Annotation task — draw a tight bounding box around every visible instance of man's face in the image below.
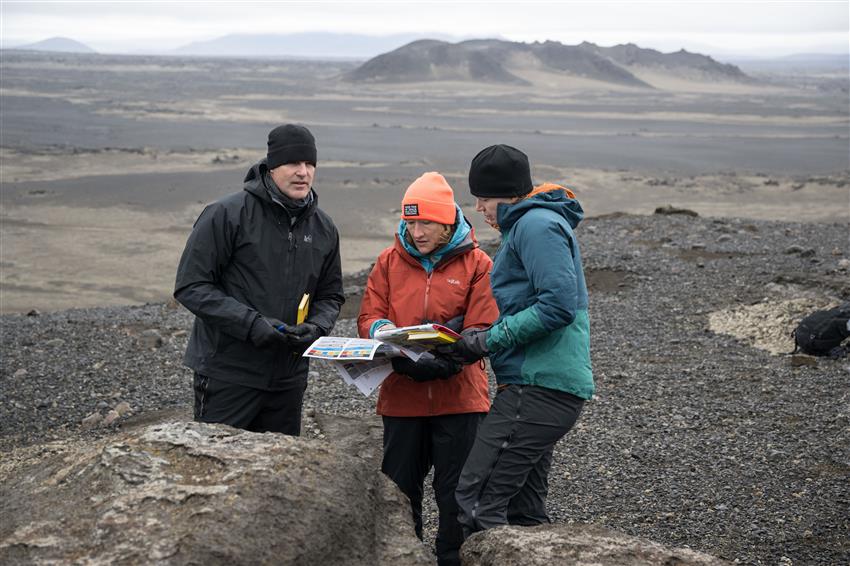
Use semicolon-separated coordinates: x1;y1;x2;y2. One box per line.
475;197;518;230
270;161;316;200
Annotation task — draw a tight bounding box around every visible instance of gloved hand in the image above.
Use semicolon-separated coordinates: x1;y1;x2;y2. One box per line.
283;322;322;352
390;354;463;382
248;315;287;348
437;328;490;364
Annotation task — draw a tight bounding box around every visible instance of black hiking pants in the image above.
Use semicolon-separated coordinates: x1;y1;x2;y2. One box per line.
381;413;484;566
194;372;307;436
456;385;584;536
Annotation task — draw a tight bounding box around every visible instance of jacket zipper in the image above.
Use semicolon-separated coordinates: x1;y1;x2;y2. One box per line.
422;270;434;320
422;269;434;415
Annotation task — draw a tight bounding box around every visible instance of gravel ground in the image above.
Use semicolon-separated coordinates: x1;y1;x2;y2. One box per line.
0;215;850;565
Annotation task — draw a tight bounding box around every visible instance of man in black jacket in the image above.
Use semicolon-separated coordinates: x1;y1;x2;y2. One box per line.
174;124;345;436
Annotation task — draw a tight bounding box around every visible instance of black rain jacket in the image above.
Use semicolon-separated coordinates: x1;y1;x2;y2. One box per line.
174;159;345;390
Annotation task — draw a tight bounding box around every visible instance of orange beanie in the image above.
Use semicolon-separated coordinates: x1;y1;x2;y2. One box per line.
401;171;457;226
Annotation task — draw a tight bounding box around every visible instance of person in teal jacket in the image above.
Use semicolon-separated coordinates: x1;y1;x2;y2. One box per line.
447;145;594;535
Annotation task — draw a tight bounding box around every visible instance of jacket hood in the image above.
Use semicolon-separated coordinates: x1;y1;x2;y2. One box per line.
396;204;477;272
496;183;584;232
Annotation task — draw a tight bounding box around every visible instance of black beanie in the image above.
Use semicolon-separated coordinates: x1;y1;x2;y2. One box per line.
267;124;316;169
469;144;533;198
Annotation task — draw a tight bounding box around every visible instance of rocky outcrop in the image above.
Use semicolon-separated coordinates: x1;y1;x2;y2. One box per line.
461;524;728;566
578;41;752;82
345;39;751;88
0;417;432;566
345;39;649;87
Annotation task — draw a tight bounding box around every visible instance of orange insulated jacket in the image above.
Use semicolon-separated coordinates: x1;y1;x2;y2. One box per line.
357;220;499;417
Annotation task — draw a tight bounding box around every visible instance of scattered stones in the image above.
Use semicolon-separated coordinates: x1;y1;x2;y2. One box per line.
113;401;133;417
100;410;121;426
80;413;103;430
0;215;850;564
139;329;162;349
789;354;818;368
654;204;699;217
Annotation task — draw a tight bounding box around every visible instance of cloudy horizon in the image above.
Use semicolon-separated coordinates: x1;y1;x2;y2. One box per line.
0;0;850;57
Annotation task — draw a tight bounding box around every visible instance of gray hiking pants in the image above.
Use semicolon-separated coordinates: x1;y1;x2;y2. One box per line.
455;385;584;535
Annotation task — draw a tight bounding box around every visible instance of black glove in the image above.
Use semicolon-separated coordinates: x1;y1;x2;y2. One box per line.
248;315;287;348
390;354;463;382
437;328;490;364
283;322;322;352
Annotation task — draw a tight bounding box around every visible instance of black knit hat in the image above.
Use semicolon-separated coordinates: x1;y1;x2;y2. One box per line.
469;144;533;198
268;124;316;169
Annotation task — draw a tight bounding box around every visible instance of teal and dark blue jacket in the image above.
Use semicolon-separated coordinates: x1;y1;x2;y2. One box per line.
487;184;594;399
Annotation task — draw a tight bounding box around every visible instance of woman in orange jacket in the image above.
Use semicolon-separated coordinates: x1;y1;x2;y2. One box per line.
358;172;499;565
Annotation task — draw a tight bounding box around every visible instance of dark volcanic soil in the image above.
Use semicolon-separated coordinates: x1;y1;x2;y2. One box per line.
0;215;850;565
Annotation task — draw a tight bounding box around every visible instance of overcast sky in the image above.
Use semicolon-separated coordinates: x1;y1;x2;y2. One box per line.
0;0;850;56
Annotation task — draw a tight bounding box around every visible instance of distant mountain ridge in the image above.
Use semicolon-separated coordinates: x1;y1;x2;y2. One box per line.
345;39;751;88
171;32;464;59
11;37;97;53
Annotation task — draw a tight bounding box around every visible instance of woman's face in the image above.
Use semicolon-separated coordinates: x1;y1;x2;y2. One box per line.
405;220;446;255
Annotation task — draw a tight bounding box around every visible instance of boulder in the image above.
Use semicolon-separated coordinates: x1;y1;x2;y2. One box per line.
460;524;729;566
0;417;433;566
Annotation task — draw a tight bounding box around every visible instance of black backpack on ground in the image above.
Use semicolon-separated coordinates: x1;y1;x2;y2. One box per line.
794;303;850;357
::::::::::
*Exercise instructions*. Copy out unchanged the rows starting at the line that contains "outcrop in the image above." and ending at the line that contains "345;39;649;87", including both of those lines.

*Finished task*.
Annotation task — draw a tight bounding box around every visible instance of rocky outcrop in the image above.
Use semicolon-separated coordinates: x1;y1;x2;y2. One box per line.
461;524;728;566
578;41;752;82
345;39;751;88
0;417;432;566
345;39;649;87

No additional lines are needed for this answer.